* EXERCISE DESCRIPTION *
Report how many lines of the material below contain the string "negative" with its case matched exactly, giving only the number.

INFORMATION SUPPLIED below:

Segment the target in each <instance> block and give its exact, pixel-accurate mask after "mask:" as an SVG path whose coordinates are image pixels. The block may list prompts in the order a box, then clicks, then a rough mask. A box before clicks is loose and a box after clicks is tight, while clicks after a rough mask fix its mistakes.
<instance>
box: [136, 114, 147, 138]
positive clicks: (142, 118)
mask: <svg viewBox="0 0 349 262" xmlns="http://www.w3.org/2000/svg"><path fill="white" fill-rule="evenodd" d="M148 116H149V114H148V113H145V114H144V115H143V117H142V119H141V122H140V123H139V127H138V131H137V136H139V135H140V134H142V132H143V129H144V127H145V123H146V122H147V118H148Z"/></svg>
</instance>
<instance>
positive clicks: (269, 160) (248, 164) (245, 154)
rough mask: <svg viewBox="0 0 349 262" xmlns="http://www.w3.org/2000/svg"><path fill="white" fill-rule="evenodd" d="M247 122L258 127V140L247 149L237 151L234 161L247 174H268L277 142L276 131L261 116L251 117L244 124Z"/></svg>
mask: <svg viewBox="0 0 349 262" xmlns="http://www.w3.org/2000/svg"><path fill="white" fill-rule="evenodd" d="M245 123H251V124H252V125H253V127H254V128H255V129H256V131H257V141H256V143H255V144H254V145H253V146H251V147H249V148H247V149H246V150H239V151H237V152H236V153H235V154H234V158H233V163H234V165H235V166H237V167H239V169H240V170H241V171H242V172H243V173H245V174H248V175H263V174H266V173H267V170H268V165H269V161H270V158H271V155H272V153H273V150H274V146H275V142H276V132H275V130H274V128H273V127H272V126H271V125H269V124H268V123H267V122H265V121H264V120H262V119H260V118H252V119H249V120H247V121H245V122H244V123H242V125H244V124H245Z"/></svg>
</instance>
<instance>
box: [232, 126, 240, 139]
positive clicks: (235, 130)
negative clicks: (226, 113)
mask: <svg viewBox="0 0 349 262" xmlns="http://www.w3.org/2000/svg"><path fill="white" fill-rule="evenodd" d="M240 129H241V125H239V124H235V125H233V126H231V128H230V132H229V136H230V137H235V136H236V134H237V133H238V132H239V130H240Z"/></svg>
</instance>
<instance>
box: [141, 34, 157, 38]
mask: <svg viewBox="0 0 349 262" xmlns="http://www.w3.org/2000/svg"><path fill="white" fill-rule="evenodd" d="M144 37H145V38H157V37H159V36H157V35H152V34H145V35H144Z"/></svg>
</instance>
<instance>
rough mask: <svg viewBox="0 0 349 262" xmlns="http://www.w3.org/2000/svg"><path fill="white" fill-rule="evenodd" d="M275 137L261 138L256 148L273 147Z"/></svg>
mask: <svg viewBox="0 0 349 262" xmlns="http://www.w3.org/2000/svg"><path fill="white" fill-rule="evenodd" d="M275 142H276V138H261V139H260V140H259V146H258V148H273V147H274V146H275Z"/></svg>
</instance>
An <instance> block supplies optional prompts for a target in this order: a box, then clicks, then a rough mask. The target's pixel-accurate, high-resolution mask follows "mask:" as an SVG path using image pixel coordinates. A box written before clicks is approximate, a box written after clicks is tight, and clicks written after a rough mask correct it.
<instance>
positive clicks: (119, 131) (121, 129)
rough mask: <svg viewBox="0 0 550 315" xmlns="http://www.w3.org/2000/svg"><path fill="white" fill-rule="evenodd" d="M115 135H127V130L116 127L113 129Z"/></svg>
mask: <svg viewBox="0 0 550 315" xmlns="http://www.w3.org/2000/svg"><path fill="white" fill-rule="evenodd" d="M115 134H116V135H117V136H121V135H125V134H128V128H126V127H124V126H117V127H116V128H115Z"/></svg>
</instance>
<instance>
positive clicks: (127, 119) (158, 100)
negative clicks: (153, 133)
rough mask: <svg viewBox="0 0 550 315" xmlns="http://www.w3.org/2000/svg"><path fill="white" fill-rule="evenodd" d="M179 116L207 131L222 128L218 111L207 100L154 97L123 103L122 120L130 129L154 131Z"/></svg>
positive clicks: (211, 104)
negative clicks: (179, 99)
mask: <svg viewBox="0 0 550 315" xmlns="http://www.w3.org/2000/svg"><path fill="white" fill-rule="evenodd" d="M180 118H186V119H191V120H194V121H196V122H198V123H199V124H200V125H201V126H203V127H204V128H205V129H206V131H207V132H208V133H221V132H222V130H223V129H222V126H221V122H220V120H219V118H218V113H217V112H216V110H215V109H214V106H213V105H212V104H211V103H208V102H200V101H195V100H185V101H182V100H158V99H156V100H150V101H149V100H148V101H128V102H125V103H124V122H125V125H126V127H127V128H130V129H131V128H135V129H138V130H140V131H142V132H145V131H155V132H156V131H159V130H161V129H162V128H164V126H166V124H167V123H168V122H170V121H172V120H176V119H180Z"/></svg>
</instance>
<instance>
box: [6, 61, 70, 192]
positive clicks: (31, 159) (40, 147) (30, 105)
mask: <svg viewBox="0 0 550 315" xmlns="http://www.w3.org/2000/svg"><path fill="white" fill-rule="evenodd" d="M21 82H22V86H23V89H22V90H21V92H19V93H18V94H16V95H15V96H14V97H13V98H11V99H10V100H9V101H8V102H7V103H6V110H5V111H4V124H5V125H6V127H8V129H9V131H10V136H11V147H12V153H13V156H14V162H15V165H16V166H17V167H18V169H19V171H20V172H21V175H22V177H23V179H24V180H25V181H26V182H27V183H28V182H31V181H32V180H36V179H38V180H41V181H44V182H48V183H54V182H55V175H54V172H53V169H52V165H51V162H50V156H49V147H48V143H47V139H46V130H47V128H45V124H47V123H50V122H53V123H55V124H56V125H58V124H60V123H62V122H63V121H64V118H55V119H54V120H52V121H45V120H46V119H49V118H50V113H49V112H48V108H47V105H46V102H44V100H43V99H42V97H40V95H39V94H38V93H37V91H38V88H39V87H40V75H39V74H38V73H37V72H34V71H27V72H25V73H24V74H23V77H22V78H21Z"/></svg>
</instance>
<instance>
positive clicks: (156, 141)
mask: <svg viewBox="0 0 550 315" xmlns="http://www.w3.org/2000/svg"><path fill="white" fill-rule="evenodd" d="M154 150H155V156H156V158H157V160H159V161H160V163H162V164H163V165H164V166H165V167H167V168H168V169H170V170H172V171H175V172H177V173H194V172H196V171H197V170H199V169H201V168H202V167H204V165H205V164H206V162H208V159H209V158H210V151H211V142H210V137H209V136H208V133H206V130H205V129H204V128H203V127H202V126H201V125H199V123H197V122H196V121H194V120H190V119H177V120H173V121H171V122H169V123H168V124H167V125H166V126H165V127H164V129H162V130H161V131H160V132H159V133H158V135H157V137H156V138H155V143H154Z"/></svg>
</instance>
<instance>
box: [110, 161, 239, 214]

End of INFORMATION SUPPLIED.

* OUTPUT OF THE EXERCISE *
3